- _PROMPT_:
Check the entries below for lines with "dolphin"; report only how many there are.

- _SUPPLIED ENTRIES_:

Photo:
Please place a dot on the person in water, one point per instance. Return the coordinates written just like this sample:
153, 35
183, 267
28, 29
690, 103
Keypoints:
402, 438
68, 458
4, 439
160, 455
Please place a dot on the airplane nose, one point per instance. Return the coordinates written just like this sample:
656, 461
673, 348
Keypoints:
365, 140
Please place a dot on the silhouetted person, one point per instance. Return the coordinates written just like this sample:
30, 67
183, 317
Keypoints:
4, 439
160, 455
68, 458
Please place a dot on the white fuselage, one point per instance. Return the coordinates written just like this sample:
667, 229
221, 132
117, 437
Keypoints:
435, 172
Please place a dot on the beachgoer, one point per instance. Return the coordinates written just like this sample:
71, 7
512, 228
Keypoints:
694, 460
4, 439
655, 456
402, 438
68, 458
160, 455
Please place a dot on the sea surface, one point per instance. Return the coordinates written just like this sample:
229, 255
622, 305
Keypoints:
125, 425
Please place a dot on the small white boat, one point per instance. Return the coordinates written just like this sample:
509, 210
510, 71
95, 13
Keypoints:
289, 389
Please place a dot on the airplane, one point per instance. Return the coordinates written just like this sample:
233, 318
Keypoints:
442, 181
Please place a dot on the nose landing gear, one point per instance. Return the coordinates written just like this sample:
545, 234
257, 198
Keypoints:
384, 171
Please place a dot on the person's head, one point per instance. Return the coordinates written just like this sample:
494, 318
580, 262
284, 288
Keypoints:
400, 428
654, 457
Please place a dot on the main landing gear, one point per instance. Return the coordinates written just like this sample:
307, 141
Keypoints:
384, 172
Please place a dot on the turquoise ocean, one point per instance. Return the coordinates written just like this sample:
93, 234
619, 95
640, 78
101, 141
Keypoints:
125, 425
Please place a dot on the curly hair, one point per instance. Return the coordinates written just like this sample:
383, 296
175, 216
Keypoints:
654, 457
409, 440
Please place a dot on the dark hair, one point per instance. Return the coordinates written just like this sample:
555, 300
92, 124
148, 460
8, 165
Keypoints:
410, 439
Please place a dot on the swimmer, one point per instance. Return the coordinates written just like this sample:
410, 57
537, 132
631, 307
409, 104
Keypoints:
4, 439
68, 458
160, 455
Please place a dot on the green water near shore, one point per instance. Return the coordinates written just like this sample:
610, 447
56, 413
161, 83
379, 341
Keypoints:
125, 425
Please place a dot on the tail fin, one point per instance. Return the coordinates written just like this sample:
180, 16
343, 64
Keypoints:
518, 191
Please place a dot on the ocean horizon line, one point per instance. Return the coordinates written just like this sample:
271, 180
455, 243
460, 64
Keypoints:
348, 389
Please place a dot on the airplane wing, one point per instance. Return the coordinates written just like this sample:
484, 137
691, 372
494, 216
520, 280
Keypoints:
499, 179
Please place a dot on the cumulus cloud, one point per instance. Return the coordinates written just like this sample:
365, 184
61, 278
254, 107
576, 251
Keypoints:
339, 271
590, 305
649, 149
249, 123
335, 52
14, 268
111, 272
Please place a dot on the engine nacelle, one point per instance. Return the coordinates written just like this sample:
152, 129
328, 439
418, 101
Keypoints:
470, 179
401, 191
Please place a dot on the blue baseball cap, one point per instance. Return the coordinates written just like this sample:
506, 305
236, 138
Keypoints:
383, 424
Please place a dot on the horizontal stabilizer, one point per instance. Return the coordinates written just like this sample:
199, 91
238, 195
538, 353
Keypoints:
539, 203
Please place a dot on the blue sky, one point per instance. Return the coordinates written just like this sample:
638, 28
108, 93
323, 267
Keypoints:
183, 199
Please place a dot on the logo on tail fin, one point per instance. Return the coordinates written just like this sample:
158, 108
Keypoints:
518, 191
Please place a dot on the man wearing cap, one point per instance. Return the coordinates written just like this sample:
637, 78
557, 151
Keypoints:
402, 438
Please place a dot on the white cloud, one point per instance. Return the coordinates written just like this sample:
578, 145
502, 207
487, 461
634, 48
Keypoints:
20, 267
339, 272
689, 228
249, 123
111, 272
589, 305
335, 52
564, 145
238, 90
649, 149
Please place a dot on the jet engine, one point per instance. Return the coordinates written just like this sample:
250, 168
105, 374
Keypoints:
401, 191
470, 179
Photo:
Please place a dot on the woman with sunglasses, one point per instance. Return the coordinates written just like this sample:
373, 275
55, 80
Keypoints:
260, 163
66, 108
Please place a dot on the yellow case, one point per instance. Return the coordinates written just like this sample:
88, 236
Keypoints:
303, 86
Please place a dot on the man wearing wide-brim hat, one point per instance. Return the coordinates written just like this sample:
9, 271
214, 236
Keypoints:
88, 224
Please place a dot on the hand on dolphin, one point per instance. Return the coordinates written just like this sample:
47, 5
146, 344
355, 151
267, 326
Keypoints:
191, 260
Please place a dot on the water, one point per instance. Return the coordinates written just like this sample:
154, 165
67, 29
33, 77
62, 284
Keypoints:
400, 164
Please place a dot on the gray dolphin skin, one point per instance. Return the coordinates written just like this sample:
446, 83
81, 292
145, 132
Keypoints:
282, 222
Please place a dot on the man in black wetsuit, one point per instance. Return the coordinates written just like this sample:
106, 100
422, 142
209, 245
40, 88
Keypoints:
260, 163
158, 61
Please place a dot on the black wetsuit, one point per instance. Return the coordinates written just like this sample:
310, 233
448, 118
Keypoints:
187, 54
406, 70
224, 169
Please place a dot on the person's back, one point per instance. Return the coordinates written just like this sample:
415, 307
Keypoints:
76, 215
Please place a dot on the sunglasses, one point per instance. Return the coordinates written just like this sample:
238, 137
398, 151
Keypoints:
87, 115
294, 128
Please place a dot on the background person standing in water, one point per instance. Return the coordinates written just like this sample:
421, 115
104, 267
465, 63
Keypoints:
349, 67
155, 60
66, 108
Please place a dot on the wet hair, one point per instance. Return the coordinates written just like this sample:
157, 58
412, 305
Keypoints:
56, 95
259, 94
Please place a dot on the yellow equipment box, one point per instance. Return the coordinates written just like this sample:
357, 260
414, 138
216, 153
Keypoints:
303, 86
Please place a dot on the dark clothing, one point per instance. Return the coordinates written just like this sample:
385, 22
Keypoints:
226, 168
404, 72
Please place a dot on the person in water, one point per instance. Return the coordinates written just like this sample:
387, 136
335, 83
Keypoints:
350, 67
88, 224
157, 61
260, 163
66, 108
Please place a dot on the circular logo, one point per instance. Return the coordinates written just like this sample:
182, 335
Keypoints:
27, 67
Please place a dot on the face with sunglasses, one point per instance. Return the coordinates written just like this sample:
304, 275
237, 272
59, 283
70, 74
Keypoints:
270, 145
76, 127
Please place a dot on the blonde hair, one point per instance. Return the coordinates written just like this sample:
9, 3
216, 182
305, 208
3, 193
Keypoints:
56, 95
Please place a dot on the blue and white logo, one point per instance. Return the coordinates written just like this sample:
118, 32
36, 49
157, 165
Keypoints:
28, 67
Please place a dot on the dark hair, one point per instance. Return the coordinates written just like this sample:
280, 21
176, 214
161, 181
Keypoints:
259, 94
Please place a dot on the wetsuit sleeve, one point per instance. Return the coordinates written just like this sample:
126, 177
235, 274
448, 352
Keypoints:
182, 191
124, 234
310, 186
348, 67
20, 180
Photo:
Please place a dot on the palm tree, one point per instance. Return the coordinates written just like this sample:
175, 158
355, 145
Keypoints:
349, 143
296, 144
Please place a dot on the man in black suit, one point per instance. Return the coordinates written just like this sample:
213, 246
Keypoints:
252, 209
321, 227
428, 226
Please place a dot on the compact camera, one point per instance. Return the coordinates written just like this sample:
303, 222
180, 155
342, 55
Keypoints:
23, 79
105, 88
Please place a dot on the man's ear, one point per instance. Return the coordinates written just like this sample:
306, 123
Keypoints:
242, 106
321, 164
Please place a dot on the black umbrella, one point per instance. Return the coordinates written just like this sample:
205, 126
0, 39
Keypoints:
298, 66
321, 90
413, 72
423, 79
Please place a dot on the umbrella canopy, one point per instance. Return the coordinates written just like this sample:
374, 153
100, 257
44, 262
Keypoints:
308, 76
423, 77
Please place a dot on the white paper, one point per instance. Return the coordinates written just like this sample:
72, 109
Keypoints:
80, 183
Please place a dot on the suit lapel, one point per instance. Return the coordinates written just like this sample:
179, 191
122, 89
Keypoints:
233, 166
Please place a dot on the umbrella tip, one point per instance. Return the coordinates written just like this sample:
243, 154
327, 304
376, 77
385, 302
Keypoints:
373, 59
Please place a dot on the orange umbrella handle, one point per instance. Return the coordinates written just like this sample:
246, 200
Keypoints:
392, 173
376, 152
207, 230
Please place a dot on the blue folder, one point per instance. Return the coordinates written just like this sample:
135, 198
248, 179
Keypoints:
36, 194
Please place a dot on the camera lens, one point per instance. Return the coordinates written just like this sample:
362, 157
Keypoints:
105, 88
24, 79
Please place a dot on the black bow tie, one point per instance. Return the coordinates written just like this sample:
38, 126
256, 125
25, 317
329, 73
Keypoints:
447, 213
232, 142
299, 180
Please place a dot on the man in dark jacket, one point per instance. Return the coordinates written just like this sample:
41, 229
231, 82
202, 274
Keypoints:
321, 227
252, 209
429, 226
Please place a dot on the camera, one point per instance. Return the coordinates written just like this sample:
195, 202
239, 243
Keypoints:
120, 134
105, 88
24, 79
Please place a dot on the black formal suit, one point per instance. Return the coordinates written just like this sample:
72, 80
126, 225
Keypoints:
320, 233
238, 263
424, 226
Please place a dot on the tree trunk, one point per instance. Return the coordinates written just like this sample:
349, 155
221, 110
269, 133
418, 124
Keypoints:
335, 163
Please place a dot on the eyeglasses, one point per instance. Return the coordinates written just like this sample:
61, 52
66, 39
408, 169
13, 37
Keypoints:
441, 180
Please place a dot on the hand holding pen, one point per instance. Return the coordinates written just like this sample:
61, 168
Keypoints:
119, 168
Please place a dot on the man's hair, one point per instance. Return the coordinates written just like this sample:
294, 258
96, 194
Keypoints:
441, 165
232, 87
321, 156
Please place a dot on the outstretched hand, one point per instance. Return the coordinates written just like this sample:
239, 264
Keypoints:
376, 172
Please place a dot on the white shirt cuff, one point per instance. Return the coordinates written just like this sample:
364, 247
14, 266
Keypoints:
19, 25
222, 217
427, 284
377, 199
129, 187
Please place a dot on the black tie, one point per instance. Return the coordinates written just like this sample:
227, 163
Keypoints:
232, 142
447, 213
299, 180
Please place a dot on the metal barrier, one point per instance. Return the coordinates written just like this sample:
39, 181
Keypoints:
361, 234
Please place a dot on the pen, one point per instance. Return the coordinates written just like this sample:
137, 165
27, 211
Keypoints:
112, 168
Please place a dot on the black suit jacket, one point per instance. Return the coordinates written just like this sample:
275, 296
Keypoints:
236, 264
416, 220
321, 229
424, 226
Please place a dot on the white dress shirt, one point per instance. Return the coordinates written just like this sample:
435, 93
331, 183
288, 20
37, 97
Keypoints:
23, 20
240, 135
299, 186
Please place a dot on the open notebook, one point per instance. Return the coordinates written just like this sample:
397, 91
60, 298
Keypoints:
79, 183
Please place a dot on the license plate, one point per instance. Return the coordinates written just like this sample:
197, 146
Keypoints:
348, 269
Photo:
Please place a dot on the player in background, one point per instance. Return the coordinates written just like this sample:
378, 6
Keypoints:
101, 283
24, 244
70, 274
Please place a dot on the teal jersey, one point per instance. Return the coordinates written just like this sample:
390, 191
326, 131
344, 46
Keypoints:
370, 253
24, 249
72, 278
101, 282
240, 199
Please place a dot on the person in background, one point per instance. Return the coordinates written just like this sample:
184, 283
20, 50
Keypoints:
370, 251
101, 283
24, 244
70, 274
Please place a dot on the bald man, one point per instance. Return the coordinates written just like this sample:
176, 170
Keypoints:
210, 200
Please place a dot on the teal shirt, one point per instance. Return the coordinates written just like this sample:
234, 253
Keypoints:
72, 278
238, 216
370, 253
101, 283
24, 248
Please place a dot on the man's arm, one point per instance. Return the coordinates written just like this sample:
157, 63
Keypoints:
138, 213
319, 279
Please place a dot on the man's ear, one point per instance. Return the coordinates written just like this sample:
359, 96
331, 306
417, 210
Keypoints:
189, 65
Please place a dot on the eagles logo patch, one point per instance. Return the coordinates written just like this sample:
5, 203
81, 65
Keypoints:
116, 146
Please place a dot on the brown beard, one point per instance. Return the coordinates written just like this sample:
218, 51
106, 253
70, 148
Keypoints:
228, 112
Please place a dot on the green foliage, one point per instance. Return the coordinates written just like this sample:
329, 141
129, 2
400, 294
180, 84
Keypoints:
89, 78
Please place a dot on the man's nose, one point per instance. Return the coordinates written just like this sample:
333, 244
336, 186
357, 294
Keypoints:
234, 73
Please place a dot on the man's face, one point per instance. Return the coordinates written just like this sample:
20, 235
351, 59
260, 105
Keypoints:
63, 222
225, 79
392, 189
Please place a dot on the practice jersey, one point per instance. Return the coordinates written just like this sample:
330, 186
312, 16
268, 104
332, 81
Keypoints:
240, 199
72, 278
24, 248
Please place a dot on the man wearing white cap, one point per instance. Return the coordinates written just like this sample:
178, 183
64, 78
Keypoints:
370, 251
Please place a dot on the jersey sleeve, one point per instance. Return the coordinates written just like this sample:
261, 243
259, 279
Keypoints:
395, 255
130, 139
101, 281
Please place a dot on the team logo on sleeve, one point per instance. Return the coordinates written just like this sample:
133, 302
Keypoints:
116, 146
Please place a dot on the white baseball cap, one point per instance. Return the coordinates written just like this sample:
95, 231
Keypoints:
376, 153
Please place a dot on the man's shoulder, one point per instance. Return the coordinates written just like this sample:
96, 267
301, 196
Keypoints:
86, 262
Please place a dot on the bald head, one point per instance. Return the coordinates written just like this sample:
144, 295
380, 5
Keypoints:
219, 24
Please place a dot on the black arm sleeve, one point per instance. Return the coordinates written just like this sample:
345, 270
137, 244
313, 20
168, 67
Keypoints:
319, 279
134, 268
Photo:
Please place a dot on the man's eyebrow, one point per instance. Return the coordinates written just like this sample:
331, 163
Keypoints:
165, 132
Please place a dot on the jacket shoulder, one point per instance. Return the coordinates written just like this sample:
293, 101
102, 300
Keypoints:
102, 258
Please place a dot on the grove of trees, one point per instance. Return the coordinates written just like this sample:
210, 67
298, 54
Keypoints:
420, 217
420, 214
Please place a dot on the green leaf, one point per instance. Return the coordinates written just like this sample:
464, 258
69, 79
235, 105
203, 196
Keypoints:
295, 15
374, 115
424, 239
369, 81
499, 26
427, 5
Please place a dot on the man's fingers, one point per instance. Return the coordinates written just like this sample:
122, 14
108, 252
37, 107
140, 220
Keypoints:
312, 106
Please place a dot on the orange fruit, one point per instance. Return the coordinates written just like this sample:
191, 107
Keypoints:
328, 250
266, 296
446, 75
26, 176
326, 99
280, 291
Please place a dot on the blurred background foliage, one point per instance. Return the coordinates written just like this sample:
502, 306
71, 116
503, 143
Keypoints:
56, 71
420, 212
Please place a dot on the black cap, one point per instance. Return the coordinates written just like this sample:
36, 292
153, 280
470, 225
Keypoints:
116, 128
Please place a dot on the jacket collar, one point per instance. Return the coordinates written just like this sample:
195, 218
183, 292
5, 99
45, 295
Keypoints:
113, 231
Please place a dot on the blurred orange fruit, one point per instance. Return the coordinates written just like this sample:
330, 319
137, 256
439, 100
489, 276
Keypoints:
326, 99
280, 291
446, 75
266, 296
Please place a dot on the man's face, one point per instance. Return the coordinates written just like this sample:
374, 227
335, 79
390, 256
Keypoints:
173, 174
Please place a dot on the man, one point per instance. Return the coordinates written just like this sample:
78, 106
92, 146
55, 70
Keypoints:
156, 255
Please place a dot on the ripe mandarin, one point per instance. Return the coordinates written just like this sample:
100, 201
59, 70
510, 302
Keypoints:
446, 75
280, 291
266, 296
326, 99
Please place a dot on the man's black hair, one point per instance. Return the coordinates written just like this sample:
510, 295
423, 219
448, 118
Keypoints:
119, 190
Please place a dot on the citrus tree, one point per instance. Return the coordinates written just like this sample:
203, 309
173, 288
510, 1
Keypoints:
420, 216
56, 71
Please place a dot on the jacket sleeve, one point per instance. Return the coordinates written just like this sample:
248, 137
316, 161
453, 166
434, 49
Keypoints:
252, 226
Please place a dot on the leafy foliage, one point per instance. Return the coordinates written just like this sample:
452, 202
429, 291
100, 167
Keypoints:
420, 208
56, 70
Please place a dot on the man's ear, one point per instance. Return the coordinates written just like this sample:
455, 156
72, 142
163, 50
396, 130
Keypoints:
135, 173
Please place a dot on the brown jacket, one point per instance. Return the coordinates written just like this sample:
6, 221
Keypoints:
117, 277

- _SOLUTION TO THE EXERCISE_:
2